# TEXTE À EXAMINER:
Voyez vn vieillart, qui demande à Dieu qu’il luy maintienne sa santé entiere et vigoureuse; c’est à dire qu’il le remette en ieunesse. N’est-ce pas folie? Sa condition ne le porte pas, III, 648.
Le soulagement que ie trouue en ma vieillesse, c’est qu’elle amortist en moy plusieurs desirs et soings, dequoy la vie est inquietée. Le soing du cours du monde, le soing des richesses, de la grandeur, de la science, de la santé, de moy, II, 588.
C’est grand simplesse, d’alonger et anticiper, comme chacun fait, les incommoditez humaines. I’ayme mieux estre moins long temps vieil, que d’estre vieil, auant que de l’estre, III, 182.
A mesure que les commoditez naturelles nous faillent, soustenons nous par les artificielles. C’est iniustice, d’excuser la ieunesse de suyure ses plaisirs, et deffendre à la vieillesse d’en rechercher, III, 436.
Il faut retenir à tout nos dents et nos griffes, l’vsage des plaisirs de la vie, que nos ans nous arrachent des poings, les vns apres les autres, I, 426.
Ie hay cet accidental repentir que l’aage apporte. Le chagrin, et la foiblesse nous impriment vne vertu lasche, et caterreuse. Il ne nous faut pas laisser emporter si entiers, aux alterations naturelles, que d’en abastardir notre iugement, III, 130.

# DONNÉES ENREGISTRÉES:
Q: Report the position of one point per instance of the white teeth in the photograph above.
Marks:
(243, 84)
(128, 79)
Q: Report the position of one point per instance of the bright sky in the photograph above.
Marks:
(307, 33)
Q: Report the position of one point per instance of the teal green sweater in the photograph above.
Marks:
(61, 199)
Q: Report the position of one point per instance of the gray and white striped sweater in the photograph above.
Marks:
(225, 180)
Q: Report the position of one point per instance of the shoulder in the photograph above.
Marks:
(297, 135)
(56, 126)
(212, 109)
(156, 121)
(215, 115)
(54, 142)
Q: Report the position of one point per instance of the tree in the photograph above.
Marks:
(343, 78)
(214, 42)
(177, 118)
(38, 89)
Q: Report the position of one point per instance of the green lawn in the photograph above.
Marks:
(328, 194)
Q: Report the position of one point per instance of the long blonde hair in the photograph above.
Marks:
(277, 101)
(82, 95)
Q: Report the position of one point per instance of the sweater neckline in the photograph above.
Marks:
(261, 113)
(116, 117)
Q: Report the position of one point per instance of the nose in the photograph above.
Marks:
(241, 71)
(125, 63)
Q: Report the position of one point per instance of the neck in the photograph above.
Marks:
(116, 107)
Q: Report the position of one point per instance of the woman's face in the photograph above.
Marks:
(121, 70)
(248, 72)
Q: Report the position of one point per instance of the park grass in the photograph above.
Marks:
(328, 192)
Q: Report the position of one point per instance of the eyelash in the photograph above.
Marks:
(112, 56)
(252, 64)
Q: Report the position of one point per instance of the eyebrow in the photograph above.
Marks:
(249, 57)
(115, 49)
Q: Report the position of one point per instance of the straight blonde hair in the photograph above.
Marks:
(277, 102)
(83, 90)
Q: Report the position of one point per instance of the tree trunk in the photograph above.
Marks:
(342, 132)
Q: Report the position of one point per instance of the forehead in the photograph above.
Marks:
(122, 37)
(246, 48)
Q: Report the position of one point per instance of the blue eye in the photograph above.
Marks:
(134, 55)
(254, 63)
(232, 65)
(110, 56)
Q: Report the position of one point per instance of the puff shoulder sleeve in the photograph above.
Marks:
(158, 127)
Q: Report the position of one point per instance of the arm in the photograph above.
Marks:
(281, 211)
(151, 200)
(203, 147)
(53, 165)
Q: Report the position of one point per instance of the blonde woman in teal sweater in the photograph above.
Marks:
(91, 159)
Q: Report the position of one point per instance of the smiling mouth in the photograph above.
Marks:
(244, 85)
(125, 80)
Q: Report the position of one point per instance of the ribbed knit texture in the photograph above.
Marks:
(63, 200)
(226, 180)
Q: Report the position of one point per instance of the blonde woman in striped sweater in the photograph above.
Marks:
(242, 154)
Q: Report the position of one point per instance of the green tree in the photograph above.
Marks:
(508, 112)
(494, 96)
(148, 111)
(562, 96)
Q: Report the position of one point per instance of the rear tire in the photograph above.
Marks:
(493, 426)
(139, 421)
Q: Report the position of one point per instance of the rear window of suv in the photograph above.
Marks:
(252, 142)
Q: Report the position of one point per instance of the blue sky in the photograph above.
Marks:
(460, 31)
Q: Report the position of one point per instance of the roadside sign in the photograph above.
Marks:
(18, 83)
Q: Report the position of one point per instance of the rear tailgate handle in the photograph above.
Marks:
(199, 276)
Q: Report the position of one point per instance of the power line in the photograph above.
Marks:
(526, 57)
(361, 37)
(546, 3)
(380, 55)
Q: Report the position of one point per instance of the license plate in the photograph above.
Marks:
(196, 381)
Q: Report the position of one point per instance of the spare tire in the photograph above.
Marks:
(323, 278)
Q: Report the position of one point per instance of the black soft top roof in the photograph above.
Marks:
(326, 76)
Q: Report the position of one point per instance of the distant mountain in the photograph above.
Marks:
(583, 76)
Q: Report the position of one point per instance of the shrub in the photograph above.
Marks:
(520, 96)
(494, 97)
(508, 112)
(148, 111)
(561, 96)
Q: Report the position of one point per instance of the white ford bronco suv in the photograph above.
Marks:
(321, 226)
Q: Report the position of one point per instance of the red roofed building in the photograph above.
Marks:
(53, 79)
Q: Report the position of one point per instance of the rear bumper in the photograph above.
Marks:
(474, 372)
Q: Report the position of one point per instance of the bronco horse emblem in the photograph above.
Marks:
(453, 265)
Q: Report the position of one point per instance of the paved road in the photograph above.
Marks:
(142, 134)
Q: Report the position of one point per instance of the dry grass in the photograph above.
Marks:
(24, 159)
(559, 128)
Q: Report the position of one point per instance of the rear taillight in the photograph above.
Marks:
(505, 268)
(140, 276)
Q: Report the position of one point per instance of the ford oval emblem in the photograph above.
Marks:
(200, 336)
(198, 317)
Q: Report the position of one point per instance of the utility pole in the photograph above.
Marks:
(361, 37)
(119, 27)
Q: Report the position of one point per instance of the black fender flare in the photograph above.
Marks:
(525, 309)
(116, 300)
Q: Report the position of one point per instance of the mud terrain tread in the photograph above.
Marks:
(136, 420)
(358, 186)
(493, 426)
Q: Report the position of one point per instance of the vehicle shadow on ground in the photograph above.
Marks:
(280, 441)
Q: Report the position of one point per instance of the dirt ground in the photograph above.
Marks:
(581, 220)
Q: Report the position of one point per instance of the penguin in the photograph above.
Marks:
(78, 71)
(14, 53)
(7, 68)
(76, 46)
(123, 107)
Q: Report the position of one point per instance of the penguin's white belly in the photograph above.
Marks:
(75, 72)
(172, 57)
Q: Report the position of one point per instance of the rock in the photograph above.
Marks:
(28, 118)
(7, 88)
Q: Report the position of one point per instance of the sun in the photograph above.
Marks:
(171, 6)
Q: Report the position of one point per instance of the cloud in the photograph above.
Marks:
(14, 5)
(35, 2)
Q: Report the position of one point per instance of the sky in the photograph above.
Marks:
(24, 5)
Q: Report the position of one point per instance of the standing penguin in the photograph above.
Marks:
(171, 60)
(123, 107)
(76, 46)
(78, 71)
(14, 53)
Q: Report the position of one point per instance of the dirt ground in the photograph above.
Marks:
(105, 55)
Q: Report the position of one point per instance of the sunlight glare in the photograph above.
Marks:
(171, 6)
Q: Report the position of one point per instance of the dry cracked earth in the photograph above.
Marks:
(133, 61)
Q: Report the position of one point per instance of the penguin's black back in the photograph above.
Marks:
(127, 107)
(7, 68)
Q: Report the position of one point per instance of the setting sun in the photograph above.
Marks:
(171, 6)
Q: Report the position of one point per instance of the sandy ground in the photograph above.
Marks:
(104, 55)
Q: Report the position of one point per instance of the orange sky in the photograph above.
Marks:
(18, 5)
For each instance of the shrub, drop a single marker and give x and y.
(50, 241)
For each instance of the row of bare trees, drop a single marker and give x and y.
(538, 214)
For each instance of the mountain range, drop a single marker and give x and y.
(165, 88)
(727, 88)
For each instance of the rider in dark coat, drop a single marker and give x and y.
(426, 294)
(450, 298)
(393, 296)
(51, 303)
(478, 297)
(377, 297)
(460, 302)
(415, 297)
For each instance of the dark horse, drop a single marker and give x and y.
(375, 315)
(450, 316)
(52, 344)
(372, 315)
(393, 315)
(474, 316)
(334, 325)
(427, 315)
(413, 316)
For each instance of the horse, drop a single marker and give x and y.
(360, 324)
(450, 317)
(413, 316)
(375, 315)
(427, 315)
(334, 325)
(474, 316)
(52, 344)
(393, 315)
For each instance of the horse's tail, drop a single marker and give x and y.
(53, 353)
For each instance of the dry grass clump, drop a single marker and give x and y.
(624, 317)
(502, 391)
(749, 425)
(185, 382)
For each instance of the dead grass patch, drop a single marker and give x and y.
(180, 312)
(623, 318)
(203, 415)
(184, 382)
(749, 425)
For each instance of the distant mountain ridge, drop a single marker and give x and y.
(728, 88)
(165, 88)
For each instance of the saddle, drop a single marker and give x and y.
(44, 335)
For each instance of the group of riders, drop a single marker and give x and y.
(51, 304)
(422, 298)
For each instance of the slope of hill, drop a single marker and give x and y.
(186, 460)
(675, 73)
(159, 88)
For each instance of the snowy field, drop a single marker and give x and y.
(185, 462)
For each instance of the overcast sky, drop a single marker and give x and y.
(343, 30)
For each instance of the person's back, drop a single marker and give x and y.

# CONSIGNE 1:
Recopiez le passage du texte sur la vieillesse qui va de « Le soulagement que » à « autres, I, 426. ».
# CONSIGNE 2:
Dans le texte sur la vieillesse, réécrivez plus brièvement le paragraphe qui commence par « Le soulagement que ie trouue », en gardant ses faits principaux.
Appuyez-vous uniquement sur le texte.

# VOTRE RÉPONSE 1:
Le soulagement que ie trouue en ma vieillesse, c’est qu’elle amortist en moy plusieurs desirs et soings, dequoy la vie est inquietée. Le soing du cours du monde, le soing des richesses, de la grandeur, de la science, de la santé, de moy, II, 588.
C’est grand simplesse, d’alonger et anticiper, comme chacun fait, les incommoditez humaines. I’ayme mieux estre moins long temps vieil, que d’estre vieil, auant que de l’estre, III, 182.
A mesure que les commoditez naturelles nous faillent, soustenons nous par les artificielles. C’est iniustice, d’excuser la ieunesse de suyure ses plaisirs, et deffendre à la vieillesse d’en rechercher, III, 436.
Il faut retenir à tout nos dents et nos griffes, l’vsage des plaisirs de la vie, que nos ans nous arrachent des poings, les vns apres les autres, I, 426.

# VOTRE RÉPONSE 2:
Ma vieillesse me soulage en amortissant plusieurs désirs et soucis qui inquiètent la vie : le souci du cours du monde, des richesses, de la grandeur, de la science, de la santé et de moi-même (II, 588).